*Problem to work on:*
Swap "pixel pair" for "coordinate pair" throughout the listing and write out every line again with nothing else changed. Leave the pictures out of your answer.

— BEGIN Data excerpts —

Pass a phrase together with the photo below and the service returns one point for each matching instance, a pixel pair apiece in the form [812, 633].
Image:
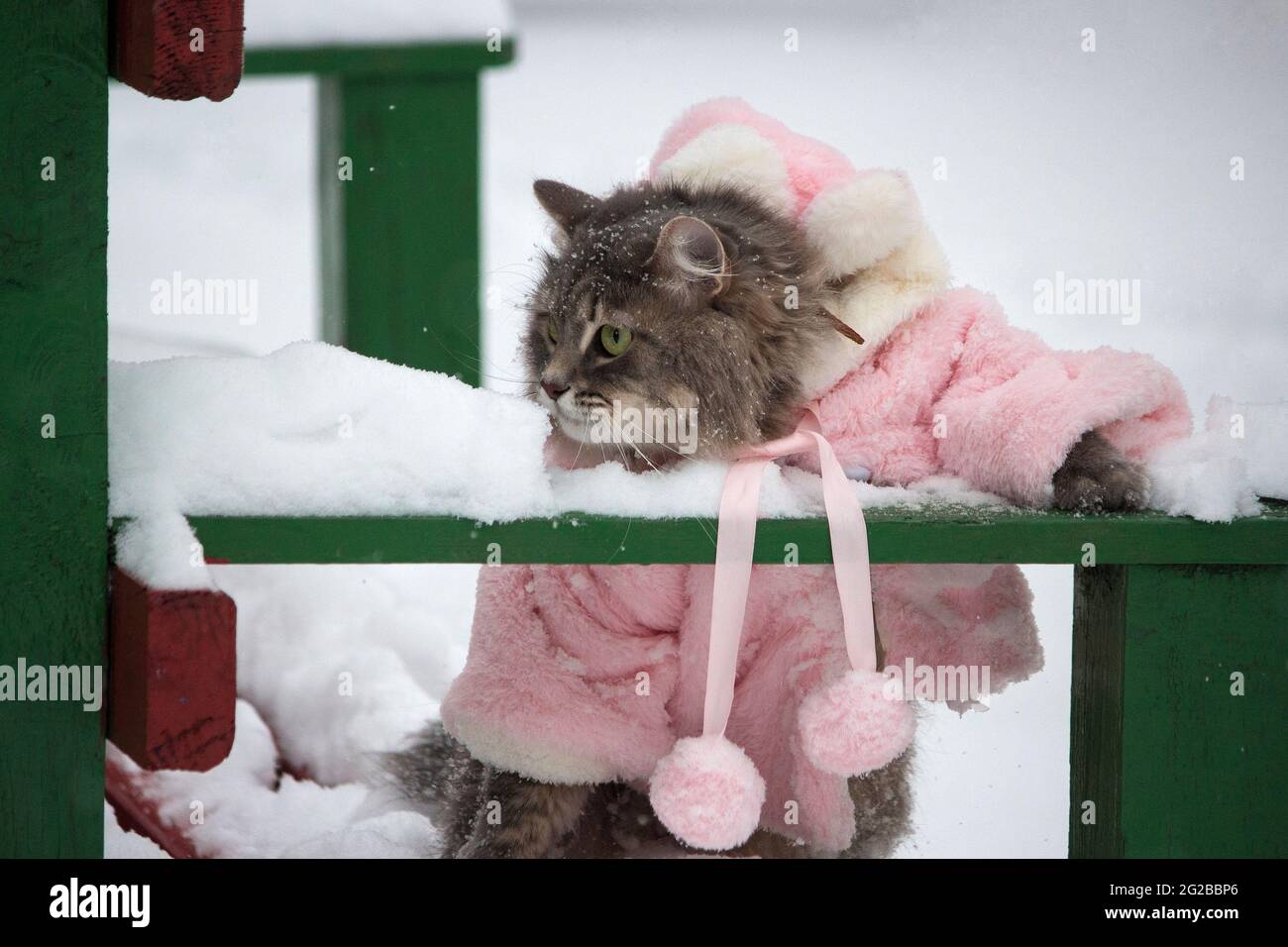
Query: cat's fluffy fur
[725, 325]
[706, 300]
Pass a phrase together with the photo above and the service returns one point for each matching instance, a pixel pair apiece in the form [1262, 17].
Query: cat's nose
[553, 388]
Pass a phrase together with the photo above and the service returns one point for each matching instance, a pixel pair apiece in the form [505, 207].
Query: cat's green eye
[614, 339]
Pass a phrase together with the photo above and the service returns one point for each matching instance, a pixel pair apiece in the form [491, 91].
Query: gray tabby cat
[664, 296]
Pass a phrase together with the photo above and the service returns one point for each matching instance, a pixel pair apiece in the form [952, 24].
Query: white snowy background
[1113, 163]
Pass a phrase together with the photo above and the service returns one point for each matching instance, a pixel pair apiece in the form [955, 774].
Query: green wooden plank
[424, 58]
[53, 313]
[1203, 771]
[1096, 711]
[400, 239]
[896, 535]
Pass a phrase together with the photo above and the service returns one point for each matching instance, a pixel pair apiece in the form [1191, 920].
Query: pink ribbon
[734, 545]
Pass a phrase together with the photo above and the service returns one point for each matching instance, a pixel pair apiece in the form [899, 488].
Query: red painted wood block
[178, 50]
[171, 676]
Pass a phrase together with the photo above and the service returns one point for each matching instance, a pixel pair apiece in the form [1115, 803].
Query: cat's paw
[1098, 478]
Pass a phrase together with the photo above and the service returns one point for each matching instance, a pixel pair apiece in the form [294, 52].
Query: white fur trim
[875, 303]
[734, 155]
[498, 748]
[863, 221]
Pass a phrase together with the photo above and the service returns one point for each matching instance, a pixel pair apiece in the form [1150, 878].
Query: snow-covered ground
[1031, 158]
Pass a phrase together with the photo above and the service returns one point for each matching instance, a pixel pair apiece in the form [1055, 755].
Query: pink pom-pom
[707, 792]
[855, 724]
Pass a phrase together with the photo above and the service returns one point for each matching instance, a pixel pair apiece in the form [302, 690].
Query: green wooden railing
[894, 535]
[1180, 664]
[1173, 617]
[399, 253]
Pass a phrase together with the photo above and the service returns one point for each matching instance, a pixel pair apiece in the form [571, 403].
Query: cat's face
[653, 334]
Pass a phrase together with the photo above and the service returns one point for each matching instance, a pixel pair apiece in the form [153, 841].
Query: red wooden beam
[171, 697]
[178, 50]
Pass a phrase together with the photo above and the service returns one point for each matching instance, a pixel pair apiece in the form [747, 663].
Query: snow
[1055, 159]
[240, 809]
[361, 22]
[314, 429]
[120, 843]
[1257, 433]
[294, 620]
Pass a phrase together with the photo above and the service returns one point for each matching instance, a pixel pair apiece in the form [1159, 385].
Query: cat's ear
[691, 250]
[566, 205]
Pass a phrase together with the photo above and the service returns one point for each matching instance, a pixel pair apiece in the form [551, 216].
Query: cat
[666, 296]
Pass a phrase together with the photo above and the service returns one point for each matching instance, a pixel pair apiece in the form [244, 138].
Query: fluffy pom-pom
[855, 724]
[707, 792]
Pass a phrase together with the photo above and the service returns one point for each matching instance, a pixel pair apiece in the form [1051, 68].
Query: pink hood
[590, 674]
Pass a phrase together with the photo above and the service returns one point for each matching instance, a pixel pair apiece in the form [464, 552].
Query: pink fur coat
[590, 674]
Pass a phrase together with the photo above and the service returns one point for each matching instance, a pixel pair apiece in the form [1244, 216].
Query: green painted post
[398, 174]
[1193, 661]
[403, 234]
[53, 415]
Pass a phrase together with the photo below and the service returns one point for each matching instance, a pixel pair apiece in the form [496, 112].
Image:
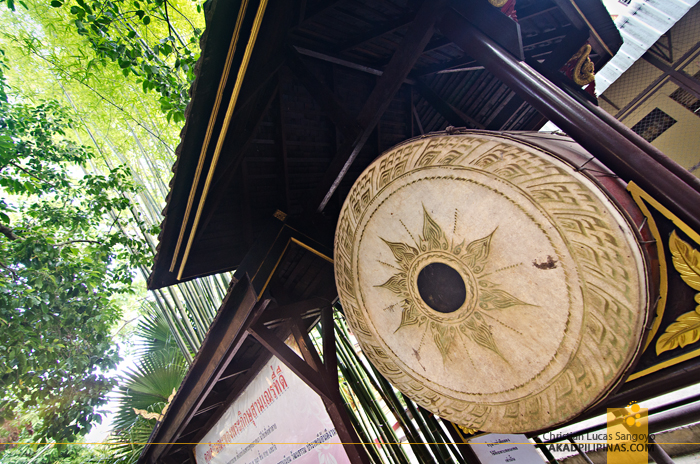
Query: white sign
[277, 419]
[497, 448]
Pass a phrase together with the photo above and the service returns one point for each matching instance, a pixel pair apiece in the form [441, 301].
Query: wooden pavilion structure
[292, 100]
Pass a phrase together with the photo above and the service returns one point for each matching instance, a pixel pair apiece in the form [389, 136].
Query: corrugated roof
[641, 25]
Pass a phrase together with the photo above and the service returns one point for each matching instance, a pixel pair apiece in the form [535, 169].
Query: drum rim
[651, 284]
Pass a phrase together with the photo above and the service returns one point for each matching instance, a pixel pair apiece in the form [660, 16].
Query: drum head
[490, 281]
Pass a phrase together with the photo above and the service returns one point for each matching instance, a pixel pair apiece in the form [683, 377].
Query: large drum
[497, 279]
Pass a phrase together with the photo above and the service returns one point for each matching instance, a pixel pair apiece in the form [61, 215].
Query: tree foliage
[64, 253]
[118, 31]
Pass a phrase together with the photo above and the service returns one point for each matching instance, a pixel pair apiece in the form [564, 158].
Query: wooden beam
[319, 8]
[453, 115]
[278, 348]
[308, 351]
[330, 355]
[283, 165]
[438, 67]
[491, 22]
[250, 374]
[245, 126]
[411, 47]
[298, 309]
[323, 96]
[236, 313]
[378, 31]
[574, 40]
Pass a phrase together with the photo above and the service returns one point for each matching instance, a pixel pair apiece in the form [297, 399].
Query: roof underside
[310, 76]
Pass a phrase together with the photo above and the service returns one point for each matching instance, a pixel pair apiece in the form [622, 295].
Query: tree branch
[7, 232]
[78, 241]
[32, 174]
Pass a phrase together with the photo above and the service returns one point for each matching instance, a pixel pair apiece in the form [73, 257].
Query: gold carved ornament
[154, 415]
[470, 259]
[686, 330]
[584, 71]
[467, 430]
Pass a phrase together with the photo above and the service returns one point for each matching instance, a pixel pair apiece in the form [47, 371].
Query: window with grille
[687, 99]
[653, 124]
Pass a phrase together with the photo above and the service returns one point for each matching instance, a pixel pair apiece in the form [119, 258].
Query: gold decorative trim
[584, 71]
[154, 415]
[467, 430]
[637, 194]
[222, 135]
[210, 129]
[686, 329]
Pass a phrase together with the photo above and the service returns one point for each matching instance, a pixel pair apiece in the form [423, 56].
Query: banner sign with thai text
[277, 419]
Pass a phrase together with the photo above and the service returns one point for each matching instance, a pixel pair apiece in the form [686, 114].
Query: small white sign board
[499, 448]
[277, 419]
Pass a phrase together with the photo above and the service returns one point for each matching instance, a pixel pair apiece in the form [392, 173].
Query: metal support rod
[580, 451]
[657, 453]
[542, 447]
[614, 150]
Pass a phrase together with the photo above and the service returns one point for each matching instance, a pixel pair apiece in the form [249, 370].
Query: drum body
[496, 279]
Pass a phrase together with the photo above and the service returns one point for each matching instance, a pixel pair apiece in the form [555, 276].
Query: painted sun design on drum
[481, 296]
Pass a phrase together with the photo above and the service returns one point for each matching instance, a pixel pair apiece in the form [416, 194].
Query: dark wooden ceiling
[315, 68]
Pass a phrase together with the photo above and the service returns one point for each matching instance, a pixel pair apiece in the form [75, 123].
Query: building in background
[653, 84]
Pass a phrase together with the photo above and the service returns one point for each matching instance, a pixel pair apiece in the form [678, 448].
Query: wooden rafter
[411, 47]
[225, 336]
[453, 115]
[324, 96]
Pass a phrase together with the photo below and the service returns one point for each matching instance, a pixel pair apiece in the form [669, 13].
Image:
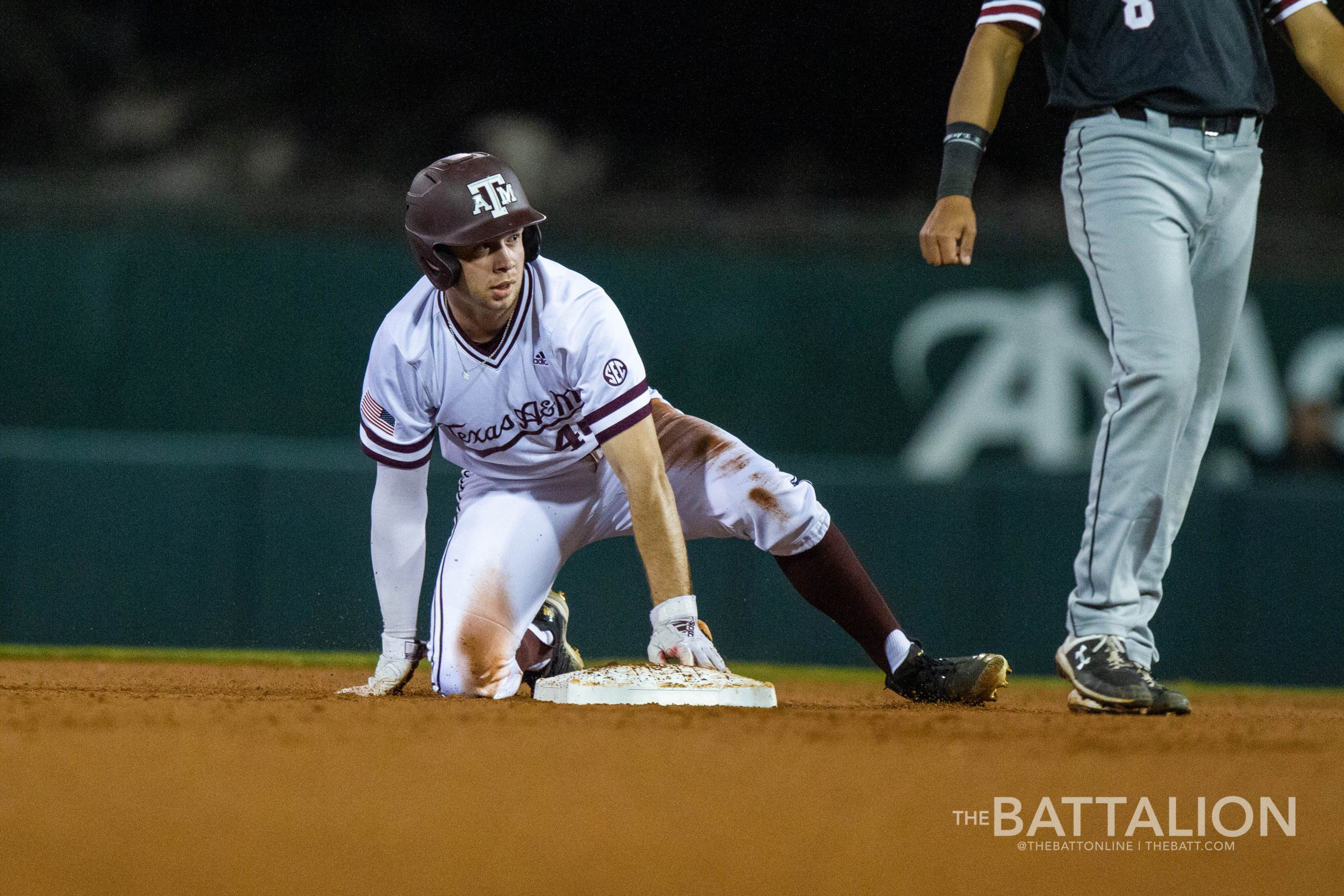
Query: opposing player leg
[508, 542]
[1129, 198]
[1220, 267]
[725, 489]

— END Data excerpts —

*Answer for the task:*
Pass a phrase together with the photo below and the service returns one point for each matching instance, a coordinate pair apiece in the form [812, 633].
Image:
Query: cat's fluffy fur
[725, 325]
[706, 300]
Pass a phrase together with the photo above and the service returns one point for each matching instance, a coordinate pair apiece in the form [1262, 17].
Query: cat's nose
[553, 388]
Pass a phrase together with the photo above and the service returns one point for each matching instance, a coordinate pair apiece in the form [505, 207].
Query: cat's green eye
[614, 339]
Pass a phrase together with the photo above and the service returns one point for each matching instance, a coordinate pair apiece in the form [491, 91].
Query: gray tabby cat
[664, 296]
Pass a phrase together with the photo above and the service returns one point for each matching instance, a coordinate pair apiece in the form [952, 24].
Query: white snowy background
[1113, 163]
Pass a phrase together with the photo above and the service returns one point for each matching instance, a coordinate pair apiece in the form [955, 774].
Query: green wooden plank
[424, 58]
[53, 313]
[1203, 771]
[1096, 711]
[400, 239]
[896, 535]
Pass a phrase together with the photo above and the service returns one point for each matching instance, a coordinate pair apiece in the form [1191, 920].
Query: pink ribbon
[734, 545]
Pass a phrase together with the photo above and the service returns one point for each matching instance, a coordinate pair apiece in the form [899, 488].
Query: red painted wood block
[178, 50]
[171, 676]
Pass a phrase together with the photo above and the service returns one point for each matching instance, a coordinate pair apiece in the form [1115, 803].
Query: cat's paw
[1098, 478]
Pass a phrase together with the photo above and the service returns one point for each matching instance, a coordinate pair apiece in the form [294, 52].
Query: white fur trim
[875, 303]
[734, 155]
[498, 748]
[863, 221]
Pass a phrase together with the photo above and the service returns one point for each matching instance, a coordinate pair apiece in the form [1150, 878].
Query: snow-covered ground
[1031, 158]
Pass a phrase together with the photo above and the service returns one point for each matching instance, a coordinate pair apiece in the form [1055, 755].
Query: pink pom-pom
[707, 792]
[855, 724]
Pass a phrase together with the photo above and the service returns one point for each matching instance, a coordinate pair apiece in the form [302, 690].
Query: green wooden railing
[894, 535]
[1180, 664]
[1173, 617]
[399, 253]
Pass a phrase together with the photo above and the service returns one point for each matching instance, a coordinate pair apiece in the form [571, 403].
Query: cat's face
[653, 334]
Pass a phrase together with the photo above and the service returns one point for each matching instance, a coordinate pair apiece in the form [153, 841].
Query: red wooden beam
[171, 697]
[178, 50]
Pass a phrase together with the photo above and the service returns one point for each matching instance, a coordinate pair apiece in the form [747, 663].
Query: snow
[1055, 159]
[240, 809]
[361, 22]
[314, 429]
[120, 843]
[1257, 433]
[294, 620]
Pass a phrase together with the photo above and the service returns one point for each matching instance, a coordinate pair apiece in the form [1159, 385].
Query: cat's ear
[691, 250]
[566, 205]
Pass a phrase together with the photo above and the service returns one point for each matching instance, a coordinate pair apiece in the form [551, 216].
Query: cat
[666, 296]
Pass a phrase together with the photo above and the service returns one point for each matching instance, a coordinate pair apiece in the form [244, 138].
Query: fluffy pom-pom
[855, 724]
[707, 792]
Pass a phrase together with the photo above and the service returns one point for each matching instance, a coordinate pair apiece in the form [1051, 68].
Query: pink hood
[590, 674]
Pass a phrase together with the photo above and the service returns one point for each matching instance, a coordinate pair apiece in the form [464, 552].
Query: pink fur coat
[590, 674]
Pass a phrase together with the photo above and the service returns one point for each matching instance, a coordinate pair apiece in the form [1244, 216].
Query: green painted post
[398, 174]
[1193, 661]
[403, 234]
[53, 415]
Pass a phrase together with the photo below and the service returns one point for each matching instance, a coordinate pair apiece in the form [496, 112].
Image:
Query: white sign
[277, 419]
[497, 448]
Pass a phrase together with the photo above and the service returns one point for each matching instance, a coordinate pair apiece in the form [441, 301].
Query: wooden pavilion structure
[292, 100]
Pass a phrase together with the photo above and the service returns one point for each matching instance, a coordinate pair apiece in the form [389, 136].
Query: corrugated roof
[641, 25]
Pass a phrase together with the photo above and the service returns one point for each matching instance, a coordinate pair apiece in the form [535, 169].
Query: drum rim
[651, 284]
Pass a phrase together with the photo above and the service returns one point for each matching instance, a coordinate pair apiece in the form [660, 16].
Query: drum head
[490, 281]
Pass a phrase together with the photo above and the service returns one point for each matching instance, a coordinate pair apiece in the form [683, 377].
Query: large drum
[497, 279]
Pass a phrase together with the photo above and the service returns one point for each matching instance, a coordinate pair apiece in the form [61, 215].
Query: tree foliage
[64, 253]
[118, 31]
Pass a phrase together with the photo above and the service returns one point for each matching instance, a coordinate pair apiece in the form [564, 158].
Query: wooden beam
[319, 8]
[453, 115]
[278, 348]
[308, 351]
[330, 355]
[283, 165]
[438, 67]
[491, 22]
[250, 374]
[245, 126]
[411, 47]
[298, 309]
[323, 96]
[236, 313]
[378, 31]
[574, 40]
Pass a phrase together with the photo above and the service returns one point for each matching instance, a coordinate pair apiece in the form [297, 399].
Query: roof underside
[310, 76]
Pass a phrase together with the photo above and the service returns one point for each matching instance, a coordinate pair apiece in the form [622, 295].
Query: tree branch
[7, 232]
[78, 241]
[32, 174]
Pass a phrase together with the photo above and the service returns one point for each matching instance, a coordinate pair apiece in the form [73, 257].
Query: gold carved ornament
[154, 415]
[470, 259]
[686, 330]
[584, 71]
[467, 430]
Pass a phrase together with the photo above and the service returns one point for each matching instance, a coordinate pair apiece in the form [47, 371].
Query: window with grille
[687, 99]
[653, 124]
Pass a phrase together with the photo above and the service returns one point for each matching instance, a coordinate pair apiece in the form [119, 258].
Query: gold decorative trim
[584, 71]
[154, 415]
[467, 430]
[637, 194]
[222, 135]
[210, 129]
[686, 329]
Pass a phrase together with the photo above and the service returns one point for each matching instance, a coordinate pair apiece in the form [423, 56].
Query: banner sign with thai text
[277, 419]
Pass a phrase together with the photo above and the service returns one point for each matching instance, a coordinate pair apiece in the form [686, 114].
Query: small white sign board
[499, 448]
[277, 419]
Pass a phrase together with the photo above and the service returns one point for each matching instance, a coordinate pair apiece in the form [392, 173].
Query: metal support rod
[580, 451]
[657, 453]
[542, 447]
[614, 150]
Pass a phrase together with the photo above and the service returns one point for each matching instance, a coordinate pair apiece in the form [249, 370].
Query: drum body
[496, 279]
Pass a phrase together with the photo above and the service returns one point for each matching instance, a coordinate pair apiece in the form [555, 276].
Query: painted sun design on drum
[481, 296]
Pass a phrase together with the photo above and the service returns one point for each matching instance, a coordinate pair apiece in the form [416, 194].
Query: dark wooden ceiling
[315, 68]
Pass a phrase together with the photo above and the service returns one point for each matching instance, a coordinate pair apiece in the form [75, 123].
Query: building in background
[653, 84]
Pass a phrase together with the photo above and the service returns one point for each matching instance, a coordinate pair apiece in the form [678, 448].
Query: wooden rafter
[411, 47]
[225, 336]
[453, 115]
[324, 96]
Pass a phrase together with the photo below and the service returns one point for each matching instance, a coordinate pair apiece in the form [669, 13].
Image:
Query: opposing player leg
[508, 542]
[1129, 198]
[1220, 267]
[725, 489]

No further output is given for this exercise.